▸ GIVEN INSTRUCTION
Return the lines starting at the one that contains "Run detection for green grass lawn" and ending at the one that contains "Run detection for red shovel", copied character for character. Return nothing else.
** Begin **
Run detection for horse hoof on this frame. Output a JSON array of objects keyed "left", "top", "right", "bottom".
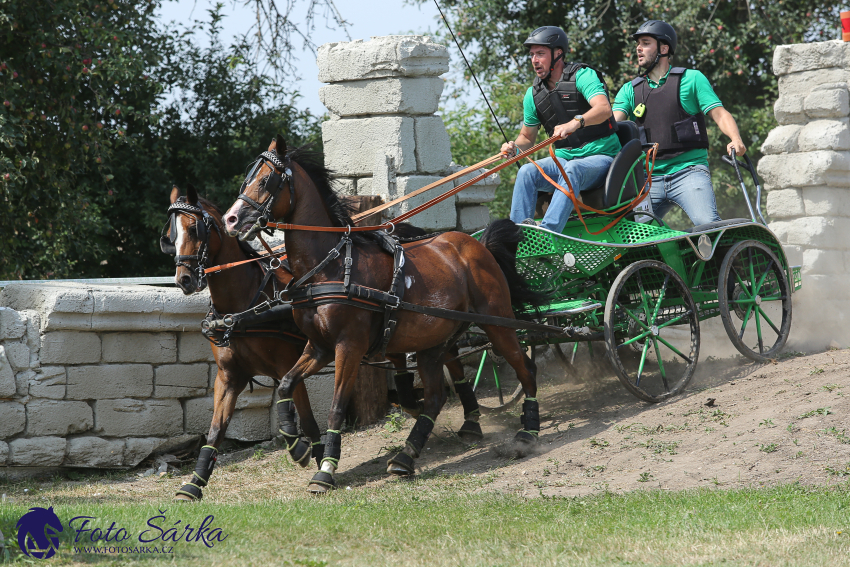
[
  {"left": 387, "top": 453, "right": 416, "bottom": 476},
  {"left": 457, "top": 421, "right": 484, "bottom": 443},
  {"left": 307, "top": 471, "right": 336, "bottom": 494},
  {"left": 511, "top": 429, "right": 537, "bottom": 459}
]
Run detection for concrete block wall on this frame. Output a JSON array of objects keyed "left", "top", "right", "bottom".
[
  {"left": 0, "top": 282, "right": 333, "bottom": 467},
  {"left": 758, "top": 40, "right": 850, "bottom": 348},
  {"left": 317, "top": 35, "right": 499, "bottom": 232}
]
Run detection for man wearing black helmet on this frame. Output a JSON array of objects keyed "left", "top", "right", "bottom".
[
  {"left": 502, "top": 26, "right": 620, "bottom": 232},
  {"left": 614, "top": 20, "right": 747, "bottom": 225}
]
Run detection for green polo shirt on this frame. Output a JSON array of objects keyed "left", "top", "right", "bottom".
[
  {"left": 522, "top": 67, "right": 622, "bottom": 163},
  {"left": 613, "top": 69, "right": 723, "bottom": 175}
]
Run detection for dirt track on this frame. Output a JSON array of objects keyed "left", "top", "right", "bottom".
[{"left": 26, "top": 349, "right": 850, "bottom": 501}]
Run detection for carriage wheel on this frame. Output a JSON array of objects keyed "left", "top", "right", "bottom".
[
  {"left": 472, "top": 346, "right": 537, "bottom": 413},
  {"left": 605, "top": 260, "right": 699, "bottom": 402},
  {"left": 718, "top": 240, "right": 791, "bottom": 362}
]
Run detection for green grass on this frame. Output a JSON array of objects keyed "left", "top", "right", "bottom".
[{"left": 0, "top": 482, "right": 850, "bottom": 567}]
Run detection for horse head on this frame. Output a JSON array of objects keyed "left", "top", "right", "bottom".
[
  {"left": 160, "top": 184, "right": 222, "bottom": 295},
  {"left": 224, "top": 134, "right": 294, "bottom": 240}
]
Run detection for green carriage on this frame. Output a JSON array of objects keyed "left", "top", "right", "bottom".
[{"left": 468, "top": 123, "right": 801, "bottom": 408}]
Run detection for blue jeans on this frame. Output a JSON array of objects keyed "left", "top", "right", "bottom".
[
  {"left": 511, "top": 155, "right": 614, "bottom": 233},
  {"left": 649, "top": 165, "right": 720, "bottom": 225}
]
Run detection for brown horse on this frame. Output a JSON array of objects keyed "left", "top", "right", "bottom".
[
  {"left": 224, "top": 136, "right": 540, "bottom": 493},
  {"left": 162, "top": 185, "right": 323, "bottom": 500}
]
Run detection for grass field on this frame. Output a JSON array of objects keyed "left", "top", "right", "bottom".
** End **
** Begin **
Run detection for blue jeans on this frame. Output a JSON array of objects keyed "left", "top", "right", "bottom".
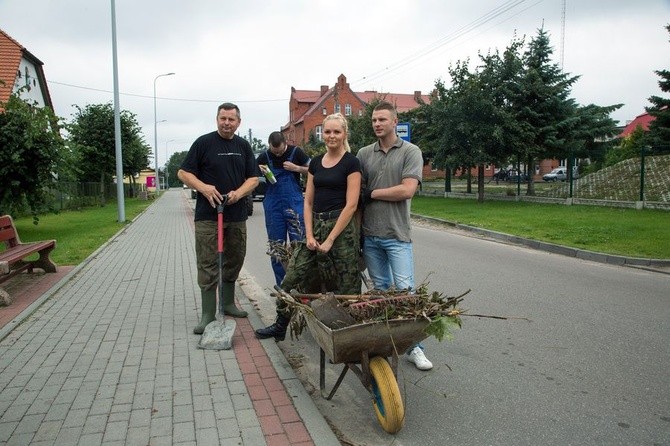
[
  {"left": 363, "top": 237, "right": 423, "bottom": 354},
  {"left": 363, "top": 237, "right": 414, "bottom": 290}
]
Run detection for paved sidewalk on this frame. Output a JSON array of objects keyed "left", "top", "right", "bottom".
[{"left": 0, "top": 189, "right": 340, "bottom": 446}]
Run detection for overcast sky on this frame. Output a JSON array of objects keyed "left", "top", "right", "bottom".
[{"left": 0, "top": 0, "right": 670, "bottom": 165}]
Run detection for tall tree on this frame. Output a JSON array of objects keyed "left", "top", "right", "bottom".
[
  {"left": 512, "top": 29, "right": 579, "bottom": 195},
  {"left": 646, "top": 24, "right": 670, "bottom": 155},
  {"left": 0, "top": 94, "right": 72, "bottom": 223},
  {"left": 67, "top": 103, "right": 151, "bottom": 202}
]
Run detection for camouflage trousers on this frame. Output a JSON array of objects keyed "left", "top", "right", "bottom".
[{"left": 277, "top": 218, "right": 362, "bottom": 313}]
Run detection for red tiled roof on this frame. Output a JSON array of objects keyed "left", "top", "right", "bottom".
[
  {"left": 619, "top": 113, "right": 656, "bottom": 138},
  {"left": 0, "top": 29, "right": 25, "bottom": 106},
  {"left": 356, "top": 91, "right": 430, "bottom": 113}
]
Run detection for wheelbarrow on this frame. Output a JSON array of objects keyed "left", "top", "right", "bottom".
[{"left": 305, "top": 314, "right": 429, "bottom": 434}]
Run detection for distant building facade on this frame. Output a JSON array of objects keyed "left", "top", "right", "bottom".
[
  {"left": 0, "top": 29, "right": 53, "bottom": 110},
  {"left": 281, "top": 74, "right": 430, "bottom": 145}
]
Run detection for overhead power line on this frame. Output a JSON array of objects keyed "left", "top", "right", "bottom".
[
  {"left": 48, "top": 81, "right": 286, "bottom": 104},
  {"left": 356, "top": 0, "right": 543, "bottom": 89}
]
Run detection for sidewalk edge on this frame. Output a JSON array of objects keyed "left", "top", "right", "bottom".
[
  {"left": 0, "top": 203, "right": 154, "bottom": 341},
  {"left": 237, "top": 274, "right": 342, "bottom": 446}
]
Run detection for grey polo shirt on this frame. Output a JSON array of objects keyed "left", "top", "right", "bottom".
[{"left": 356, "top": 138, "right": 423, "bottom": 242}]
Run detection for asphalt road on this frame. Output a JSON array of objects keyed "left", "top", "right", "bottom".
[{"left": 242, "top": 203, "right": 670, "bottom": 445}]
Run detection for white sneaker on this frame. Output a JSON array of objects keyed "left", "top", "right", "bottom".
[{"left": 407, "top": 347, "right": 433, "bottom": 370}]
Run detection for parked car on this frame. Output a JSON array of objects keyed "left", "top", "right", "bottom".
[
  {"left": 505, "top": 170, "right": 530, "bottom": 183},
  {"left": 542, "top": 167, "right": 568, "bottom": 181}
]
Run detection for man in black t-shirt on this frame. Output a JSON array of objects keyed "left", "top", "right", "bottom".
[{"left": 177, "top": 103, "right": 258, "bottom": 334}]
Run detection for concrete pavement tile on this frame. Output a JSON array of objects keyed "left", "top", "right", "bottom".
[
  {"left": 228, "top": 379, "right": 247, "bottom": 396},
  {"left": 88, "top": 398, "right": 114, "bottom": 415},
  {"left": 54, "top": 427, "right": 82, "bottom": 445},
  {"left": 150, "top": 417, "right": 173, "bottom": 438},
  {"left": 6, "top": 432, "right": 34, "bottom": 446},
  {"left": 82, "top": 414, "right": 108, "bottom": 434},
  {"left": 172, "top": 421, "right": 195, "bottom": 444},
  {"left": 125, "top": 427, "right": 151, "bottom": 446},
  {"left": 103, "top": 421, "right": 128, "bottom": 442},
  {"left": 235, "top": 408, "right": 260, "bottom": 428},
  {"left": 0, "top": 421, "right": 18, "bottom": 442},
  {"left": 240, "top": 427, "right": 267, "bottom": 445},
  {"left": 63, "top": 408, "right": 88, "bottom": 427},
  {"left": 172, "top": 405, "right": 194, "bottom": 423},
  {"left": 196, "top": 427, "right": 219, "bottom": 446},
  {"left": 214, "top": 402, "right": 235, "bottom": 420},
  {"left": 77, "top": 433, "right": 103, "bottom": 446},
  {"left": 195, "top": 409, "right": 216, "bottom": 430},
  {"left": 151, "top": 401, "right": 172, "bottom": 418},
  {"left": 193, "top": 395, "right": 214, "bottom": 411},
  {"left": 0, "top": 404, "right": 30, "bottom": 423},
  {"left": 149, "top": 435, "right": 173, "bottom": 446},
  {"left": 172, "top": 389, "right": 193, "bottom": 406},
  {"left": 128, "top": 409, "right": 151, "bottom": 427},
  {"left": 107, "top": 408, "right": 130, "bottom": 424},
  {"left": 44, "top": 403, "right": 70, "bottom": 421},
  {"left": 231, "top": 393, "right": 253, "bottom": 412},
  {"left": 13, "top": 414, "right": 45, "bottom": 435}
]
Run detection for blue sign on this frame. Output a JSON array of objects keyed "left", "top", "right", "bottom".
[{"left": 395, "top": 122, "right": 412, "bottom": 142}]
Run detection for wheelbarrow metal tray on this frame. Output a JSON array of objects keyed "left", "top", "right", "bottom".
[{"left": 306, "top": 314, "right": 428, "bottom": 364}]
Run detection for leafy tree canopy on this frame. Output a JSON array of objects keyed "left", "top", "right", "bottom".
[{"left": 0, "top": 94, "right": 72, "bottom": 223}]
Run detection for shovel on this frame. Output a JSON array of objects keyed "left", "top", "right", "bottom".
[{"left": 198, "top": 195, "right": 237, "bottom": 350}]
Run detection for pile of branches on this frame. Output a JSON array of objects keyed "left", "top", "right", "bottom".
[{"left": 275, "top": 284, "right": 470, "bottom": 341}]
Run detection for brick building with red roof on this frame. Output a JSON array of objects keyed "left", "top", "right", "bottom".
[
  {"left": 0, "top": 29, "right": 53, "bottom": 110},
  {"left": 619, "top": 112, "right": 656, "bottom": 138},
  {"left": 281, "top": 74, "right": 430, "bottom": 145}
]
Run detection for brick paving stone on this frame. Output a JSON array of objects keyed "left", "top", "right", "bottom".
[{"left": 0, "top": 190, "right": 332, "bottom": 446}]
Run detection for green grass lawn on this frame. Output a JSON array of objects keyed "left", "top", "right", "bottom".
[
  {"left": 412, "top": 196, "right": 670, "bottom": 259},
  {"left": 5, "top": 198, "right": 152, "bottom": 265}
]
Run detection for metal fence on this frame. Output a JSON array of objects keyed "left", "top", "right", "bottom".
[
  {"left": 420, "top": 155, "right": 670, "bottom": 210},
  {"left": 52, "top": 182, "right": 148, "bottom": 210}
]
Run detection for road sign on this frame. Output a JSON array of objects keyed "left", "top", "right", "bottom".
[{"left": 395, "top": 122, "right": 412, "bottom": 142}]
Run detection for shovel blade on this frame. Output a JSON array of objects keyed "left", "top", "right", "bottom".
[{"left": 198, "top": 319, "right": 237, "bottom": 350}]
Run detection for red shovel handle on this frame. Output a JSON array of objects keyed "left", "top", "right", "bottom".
** End **
** Begin **
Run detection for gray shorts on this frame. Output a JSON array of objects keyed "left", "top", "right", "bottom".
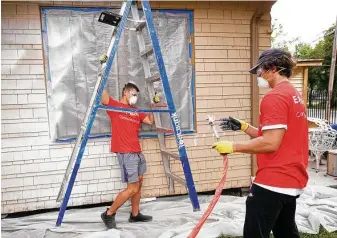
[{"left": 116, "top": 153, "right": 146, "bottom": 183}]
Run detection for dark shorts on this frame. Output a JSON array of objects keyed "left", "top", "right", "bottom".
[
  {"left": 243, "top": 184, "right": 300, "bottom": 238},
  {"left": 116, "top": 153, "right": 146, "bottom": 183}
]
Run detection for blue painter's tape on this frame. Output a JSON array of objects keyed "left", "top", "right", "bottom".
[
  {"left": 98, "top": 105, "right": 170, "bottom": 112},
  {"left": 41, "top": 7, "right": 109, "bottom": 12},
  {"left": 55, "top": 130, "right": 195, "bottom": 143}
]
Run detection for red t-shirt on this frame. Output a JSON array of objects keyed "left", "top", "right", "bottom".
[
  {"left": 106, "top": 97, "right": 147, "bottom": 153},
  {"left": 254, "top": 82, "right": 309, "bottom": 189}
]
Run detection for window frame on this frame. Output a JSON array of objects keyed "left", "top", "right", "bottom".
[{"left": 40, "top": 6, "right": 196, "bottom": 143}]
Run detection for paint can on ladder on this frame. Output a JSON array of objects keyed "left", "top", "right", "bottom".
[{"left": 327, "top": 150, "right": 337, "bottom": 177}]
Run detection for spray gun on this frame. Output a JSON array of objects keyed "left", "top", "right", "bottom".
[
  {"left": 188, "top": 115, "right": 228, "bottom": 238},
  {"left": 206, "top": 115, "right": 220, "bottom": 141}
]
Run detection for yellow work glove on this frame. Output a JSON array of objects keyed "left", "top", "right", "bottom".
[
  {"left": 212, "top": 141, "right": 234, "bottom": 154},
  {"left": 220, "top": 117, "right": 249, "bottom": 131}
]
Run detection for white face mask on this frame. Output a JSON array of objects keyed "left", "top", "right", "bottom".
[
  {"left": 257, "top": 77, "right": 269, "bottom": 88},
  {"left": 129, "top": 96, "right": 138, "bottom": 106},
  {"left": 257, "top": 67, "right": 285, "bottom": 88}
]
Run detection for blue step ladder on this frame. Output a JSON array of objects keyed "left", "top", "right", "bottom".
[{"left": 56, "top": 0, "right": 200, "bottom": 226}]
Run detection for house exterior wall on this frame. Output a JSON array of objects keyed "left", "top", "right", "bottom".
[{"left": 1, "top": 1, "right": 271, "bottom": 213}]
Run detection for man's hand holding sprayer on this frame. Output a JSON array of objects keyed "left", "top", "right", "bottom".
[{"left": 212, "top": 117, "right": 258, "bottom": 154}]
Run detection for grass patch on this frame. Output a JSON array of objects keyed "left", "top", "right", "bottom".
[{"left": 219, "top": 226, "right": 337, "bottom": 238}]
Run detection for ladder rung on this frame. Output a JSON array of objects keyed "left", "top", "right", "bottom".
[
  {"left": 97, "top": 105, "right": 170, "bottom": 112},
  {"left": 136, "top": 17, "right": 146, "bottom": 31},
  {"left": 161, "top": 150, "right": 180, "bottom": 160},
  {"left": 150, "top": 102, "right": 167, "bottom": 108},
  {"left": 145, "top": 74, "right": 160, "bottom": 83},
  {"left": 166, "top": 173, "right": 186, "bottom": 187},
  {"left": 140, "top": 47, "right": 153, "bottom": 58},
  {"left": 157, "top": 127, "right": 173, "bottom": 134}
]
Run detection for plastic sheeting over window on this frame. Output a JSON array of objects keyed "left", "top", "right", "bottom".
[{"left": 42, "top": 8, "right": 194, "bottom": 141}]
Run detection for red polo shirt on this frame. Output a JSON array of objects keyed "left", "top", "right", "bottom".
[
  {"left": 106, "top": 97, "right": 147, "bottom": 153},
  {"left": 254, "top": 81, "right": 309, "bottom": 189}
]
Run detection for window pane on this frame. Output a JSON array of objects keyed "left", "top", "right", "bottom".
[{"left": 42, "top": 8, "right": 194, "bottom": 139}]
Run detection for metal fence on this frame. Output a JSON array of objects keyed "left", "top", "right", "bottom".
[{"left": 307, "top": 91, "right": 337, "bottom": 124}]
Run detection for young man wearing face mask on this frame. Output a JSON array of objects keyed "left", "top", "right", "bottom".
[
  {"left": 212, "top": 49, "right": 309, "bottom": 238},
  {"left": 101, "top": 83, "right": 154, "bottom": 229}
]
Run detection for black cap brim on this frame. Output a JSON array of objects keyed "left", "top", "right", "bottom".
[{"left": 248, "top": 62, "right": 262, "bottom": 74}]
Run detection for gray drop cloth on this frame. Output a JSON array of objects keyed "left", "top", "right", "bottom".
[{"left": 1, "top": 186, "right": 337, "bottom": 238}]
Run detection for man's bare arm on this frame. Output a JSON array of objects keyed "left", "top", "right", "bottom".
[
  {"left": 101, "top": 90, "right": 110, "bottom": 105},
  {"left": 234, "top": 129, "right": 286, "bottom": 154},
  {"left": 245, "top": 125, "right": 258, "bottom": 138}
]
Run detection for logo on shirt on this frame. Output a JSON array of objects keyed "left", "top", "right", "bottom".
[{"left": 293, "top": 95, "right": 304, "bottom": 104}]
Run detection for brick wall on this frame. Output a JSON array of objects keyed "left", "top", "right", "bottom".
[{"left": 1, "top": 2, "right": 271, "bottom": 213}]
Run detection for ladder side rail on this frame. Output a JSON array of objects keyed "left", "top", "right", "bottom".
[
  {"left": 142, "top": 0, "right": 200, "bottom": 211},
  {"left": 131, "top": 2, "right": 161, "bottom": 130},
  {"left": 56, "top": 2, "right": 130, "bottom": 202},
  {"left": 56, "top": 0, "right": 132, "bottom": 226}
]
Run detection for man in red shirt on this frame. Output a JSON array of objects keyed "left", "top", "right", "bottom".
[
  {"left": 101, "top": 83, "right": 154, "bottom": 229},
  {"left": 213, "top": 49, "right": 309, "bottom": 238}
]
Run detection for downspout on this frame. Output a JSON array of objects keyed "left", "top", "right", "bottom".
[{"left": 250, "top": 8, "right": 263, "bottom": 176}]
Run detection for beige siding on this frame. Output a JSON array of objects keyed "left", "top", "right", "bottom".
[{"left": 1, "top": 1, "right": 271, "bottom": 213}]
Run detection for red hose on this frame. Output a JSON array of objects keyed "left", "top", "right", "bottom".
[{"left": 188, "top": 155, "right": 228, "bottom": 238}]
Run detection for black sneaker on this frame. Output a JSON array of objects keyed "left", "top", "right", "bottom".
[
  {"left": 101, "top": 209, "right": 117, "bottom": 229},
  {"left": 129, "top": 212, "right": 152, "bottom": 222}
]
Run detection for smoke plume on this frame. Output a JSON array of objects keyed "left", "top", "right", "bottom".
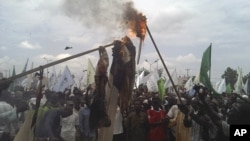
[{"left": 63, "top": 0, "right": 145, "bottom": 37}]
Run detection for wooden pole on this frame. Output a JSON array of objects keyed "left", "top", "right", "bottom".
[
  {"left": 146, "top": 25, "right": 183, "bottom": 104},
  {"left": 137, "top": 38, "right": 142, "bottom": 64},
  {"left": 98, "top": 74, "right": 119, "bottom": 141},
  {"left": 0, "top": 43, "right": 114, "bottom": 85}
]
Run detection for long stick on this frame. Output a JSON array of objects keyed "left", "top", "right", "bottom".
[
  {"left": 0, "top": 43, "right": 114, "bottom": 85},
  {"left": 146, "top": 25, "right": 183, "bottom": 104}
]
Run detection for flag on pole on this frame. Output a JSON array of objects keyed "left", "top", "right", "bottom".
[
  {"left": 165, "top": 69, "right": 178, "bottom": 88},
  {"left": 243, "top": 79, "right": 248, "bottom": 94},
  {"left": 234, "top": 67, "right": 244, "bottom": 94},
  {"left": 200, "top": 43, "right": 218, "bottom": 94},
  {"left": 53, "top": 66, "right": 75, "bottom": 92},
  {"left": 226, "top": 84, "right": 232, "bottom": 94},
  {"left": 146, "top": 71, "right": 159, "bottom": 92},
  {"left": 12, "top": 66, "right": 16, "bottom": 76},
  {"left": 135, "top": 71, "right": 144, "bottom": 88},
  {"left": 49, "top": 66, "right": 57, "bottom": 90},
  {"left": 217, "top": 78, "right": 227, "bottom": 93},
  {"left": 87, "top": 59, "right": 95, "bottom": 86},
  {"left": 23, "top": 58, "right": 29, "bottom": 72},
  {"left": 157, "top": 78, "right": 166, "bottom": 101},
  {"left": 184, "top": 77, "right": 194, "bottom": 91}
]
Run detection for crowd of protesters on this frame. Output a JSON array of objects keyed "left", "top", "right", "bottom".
** End **
▸ COMPLETED EXERCISE
Run detection for green grass lawn on this frame. Output a JSON array of objects keyed "left", "top", "right", "bottom".
[
  {"left": 412, "top": 196, "right": 670, "bottom": 259},
  {"left": 5, "top": 198, "right": 152, "bottom": 265}
]
Run detection for metal fence on this frame. Output a JSON array of objects keyed "left", "top", "right", "bottom".
[
  {"left": 420, "top": 155, "right": 670, "bottom": 210},
  {"left": 52, "top": 182, "right": 148, "bottom": 210}
]
Run detection for road sign on this frame. Output a JSON array of objects keyed "left", "top", "right", "bottom".
[{"left": 395, "top": 122, "right": 412, "bottom": 142}]
Run detection for shovel blade on this frame. Output a JSON array of objects keyed "left", "top", "right", "bottom".
[{"left": 198, "top": 319, "right": 237, "bottom": 350}]
Run detection for red shovel handle on this frame. Output a JSON array of objects keyed "left", "top", "right", "bottom".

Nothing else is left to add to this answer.